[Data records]

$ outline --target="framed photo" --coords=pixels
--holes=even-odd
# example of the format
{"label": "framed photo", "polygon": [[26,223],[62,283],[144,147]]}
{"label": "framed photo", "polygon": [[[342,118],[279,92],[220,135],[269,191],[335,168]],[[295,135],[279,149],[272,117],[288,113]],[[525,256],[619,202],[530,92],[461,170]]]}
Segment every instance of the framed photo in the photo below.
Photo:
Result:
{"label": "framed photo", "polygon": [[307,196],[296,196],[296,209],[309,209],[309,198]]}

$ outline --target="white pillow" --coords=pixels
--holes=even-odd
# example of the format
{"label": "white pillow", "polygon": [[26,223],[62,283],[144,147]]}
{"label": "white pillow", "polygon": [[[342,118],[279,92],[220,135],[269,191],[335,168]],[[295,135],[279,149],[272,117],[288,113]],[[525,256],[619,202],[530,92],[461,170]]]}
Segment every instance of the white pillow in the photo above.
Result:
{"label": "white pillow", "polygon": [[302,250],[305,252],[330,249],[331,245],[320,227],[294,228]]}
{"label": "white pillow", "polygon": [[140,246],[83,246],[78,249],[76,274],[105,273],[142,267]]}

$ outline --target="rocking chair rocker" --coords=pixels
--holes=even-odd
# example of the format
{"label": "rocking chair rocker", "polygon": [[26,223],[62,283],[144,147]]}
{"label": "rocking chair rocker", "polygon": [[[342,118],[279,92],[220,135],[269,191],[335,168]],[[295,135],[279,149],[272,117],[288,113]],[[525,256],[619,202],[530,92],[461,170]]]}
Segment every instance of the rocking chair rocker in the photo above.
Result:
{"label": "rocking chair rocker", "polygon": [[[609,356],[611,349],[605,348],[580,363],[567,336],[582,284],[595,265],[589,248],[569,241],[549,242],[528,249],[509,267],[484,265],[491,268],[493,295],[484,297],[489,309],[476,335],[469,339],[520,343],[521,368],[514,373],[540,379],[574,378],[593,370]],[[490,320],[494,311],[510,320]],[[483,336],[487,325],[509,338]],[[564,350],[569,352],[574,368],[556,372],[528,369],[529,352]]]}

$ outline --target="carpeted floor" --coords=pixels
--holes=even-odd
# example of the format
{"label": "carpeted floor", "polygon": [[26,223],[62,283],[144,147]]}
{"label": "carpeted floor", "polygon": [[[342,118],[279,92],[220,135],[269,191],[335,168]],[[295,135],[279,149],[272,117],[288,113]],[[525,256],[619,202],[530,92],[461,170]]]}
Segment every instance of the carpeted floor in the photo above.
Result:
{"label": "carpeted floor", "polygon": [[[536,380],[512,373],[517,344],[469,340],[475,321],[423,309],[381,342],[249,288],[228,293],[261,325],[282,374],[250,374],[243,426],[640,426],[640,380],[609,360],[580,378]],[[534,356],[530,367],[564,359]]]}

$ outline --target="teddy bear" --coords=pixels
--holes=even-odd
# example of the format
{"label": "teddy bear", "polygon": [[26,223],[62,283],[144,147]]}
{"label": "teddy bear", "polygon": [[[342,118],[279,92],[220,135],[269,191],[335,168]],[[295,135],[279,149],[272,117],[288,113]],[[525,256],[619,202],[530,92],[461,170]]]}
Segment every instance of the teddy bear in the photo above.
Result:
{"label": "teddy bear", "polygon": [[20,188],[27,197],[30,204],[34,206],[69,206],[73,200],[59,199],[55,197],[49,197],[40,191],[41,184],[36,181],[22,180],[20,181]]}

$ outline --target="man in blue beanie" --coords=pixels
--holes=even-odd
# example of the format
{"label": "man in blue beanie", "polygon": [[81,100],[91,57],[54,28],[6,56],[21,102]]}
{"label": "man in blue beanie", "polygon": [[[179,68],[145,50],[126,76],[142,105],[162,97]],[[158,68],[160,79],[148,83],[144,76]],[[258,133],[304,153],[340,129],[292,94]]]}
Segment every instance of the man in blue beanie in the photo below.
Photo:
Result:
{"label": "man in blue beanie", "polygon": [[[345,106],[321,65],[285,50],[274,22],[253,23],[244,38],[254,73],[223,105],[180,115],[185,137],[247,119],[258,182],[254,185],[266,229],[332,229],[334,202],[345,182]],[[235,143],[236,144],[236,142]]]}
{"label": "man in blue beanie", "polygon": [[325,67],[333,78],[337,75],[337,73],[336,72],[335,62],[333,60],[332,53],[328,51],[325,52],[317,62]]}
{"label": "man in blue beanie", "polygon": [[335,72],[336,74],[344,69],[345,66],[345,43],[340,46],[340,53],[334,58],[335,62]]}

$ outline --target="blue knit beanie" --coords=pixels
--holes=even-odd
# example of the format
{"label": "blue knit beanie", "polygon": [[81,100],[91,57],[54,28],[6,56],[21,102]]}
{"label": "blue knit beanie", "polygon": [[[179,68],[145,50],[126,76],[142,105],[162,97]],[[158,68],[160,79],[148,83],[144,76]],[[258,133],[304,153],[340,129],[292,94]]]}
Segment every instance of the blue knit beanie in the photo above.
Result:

• **Objective**: Return each line of the material above that contains the string "Segment", matching case exactly.

• **Reply**:
Segment every instance of the framed photo in the photo below.
Segment every instance of the white pillow in the photo above.
Segment every instance of the rocking chair rocker in the photo above.
Segment every instance of the carpeted floor in the photo above.
Segment every instance of the teddy bear in the photo above.
Segment every instance of the man in blue beanie in the photo below.
Segment every instance of the blue knit beanie in the photo above.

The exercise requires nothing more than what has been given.